THE EXERCISE: Please rewrite the records between the lines holding "of the tall" and "Query: tall slender tree", inclusive, swapping "slender" for "thin" and leaving all else unchanged.

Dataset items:
****

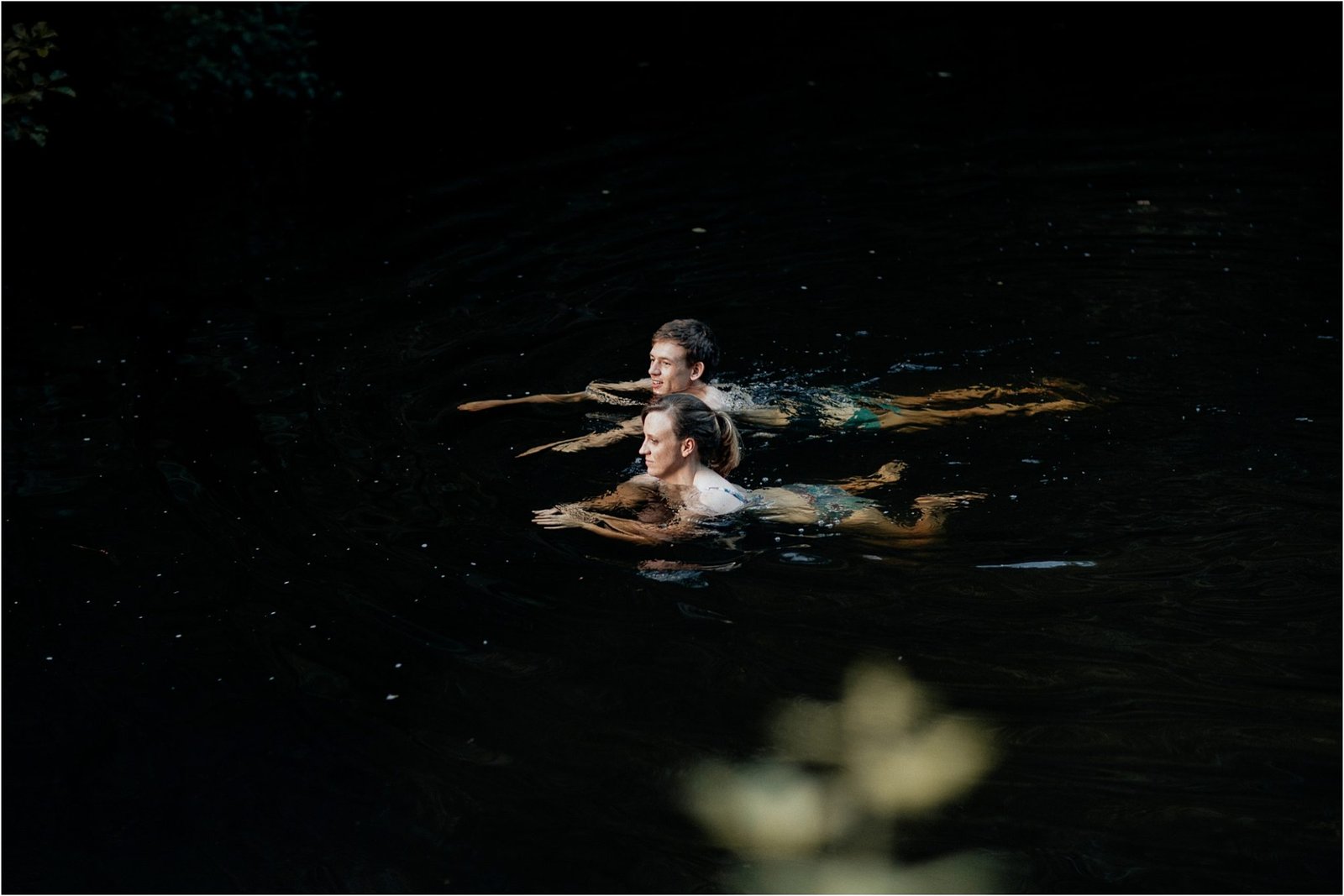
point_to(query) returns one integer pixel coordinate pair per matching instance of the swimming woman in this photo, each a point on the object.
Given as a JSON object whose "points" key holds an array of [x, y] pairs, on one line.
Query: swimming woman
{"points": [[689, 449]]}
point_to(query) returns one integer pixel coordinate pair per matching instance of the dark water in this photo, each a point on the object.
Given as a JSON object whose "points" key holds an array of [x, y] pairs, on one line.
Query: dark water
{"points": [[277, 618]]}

****

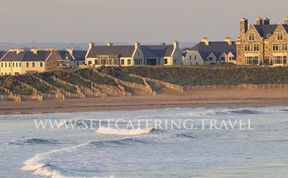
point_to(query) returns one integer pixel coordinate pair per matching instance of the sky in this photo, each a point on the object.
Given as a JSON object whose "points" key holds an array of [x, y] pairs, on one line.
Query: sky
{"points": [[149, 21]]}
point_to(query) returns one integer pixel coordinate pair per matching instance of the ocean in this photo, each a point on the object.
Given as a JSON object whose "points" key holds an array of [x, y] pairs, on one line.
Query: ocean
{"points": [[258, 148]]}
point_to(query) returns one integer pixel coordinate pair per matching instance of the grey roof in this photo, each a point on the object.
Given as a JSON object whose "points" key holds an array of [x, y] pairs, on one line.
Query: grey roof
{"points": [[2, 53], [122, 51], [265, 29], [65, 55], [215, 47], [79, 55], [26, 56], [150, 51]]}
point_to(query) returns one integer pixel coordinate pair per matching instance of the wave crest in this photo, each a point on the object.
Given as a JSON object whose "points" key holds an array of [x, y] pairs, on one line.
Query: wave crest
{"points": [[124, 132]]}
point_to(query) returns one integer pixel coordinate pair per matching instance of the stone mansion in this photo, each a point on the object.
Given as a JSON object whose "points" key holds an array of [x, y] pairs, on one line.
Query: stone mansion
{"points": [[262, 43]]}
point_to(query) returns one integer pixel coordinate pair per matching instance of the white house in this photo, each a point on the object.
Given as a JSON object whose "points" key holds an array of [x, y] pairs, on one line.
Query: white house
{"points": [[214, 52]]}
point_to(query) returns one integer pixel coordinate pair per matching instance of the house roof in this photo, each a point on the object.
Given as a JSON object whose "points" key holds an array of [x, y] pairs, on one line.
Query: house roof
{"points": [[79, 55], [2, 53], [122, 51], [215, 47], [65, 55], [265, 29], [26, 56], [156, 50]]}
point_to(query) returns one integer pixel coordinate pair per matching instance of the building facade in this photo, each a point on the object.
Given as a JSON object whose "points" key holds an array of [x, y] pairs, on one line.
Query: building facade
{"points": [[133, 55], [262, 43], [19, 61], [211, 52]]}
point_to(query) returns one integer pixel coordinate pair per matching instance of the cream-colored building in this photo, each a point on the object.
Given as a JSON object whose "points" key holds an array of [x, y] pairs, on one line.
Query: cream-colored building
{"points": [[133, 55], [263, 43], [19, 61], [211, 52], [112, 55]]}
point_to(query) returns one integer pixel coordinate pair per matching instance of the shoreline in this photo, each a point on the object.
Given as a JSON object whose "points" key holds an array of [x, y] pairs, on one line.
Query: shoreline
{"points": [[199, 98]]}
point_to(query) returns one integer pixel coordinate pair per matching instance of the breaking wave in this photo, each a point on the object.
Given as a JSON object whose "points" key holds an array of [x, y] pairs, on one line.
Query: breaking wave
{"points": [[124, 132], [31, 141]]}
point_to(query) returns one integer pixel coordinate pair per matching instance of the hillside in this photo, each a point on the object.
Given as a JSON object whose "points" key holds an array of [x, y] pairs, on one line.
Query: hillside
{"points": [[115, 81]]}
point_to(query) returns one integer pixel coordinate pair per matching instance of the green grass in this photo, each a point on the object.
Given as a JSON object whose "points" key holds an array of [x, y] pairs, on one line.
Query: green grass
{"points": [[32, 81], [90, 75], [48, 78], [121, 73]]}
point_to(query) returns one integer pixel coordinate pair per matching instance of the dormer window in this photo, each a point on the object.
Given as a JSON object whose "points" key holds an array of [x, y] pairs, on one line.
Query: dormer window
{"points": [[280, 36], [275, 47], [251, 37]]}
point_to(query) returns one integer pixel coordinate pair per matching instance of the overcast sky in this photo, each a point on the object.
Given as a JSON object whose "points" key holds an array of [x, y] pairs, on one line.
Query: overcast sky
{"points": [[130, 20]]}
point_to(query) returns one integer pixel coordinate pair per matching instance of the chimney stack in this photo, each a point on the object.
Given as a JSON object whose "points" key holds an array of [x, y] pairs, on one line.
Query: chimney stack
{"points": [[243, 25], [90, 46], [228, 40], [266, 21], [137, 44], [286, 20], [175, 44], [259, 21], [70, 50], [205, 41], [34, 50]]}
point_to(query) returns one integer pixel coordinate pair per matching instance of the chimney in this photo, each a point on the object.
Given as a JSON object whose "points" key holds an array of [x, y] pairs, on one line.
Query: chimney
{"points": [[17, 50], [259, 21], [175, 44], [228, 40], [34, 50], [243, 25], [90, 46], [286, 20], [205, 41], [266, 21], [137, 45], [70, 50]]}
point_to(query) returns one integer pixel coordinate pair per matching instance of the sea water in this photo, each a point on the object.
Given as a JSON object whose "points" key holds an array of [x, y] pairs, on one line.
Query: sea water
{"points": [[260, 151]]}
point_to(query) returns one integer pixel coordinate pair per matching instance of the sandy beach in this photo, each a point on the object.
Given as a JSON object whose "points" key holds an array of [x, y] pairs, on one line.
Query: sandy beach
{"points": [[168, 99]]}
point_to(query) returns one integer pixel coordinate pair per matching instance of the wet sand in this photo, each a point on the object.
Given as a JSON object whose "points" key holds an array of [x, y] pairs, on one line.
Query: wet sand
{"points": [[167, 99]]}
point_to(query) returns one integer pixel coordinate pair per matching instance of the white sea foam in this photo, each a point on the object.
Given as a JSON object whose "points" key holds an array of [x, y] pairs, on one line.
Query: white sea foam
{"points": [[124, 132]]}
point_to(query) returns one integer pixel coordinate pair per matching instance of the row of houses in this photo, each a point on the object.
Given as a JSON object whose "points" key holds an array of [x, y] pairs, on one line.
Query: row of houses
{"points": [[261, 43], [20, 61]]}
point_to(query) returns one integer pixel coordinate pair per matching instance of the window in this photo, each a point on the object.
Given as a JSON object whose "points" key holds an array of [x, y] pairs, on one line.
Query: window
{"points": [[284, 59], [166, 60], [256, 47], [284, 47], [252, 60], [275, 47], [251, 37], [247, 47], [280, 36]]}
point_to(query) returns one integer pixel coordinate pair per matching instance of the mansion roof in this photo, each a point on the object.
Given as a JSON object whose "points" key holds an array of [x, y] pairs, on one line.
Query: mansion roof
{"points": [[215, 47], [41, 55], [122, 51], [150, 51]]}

****

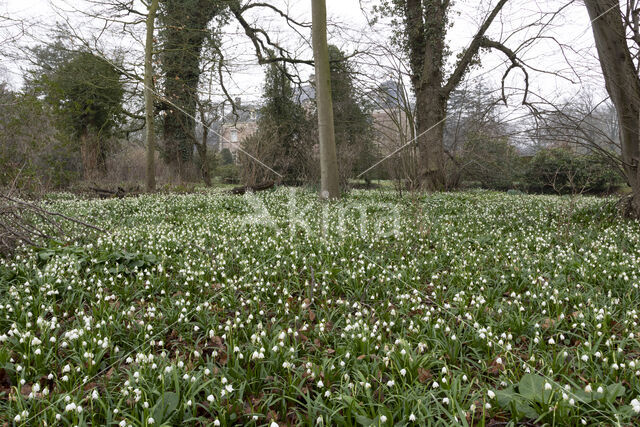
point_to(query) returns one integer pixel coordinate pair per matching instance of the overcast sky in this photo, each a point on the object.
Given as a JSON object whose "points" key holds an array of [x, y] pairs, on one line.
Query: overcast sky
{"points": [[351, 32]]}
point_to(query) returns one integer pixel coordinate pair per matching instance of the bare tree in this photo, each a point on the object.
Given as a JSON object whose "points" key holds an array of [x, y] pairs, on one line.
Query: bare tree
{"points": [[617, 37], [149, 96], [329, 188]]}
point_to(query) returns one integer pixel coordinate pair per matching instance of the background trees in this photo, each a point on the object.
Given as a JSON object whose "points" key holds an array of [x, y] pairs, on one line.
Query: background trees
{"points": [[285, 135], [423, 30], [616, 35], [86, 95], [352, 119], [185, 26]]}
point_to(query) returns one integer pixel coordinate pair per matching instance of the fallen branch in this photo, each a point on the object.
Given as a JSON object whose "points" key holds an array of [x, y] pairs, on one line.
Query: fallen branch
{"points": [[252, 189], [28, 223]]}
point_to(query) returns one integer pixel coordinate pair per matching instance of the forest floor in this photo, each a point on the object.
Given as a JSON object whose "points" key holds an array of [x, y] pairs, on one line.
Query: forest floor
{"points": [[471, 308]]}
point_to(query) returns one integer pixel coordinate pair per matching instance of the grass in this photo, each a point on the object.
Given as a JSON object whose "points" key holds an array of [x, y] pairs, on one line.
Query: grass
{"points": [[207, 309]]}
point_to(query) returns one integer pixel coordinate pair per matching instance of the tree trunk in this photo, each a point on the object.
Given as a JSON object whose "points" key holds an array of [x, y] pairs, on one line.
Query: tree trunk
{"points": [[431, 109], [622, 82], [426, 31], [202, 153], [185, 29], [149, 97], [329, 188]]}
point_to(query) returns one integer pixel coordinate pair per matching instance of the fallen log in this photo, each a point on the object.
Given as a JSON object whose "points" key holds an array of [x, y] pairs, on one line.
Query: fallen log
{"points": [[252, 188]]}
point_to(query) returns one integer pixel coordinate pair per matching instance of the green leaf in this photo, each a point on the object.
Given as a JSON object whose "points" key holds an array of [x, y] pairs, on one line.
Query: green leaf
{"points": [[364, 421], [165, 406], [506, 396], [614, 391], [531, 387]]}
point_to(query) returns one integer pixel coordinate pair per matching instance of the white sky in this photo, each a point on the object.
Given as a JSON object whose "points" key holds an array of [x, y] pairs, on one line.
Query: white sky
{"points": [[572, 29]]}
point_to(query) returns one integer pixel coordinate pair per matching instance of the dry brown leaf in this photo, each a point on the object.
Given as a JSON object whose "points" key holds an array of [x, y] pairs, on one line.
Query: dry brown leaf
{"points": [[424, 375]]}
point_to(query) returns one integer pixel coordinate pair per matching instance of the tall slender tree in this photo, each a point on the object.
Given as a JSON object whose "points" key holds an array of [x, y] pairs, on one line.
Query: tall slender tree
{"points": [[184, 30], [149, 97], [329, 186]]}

****

EXPECTED ANSWER:
point_to(query) returns one integer pixel coordinate pair per matching instance of the tall thin tree in this photo, each a point on the object.
Given as a JSON object whose "points" key holds an array of [x, y] pairs, on one line.
Query: tall thin tree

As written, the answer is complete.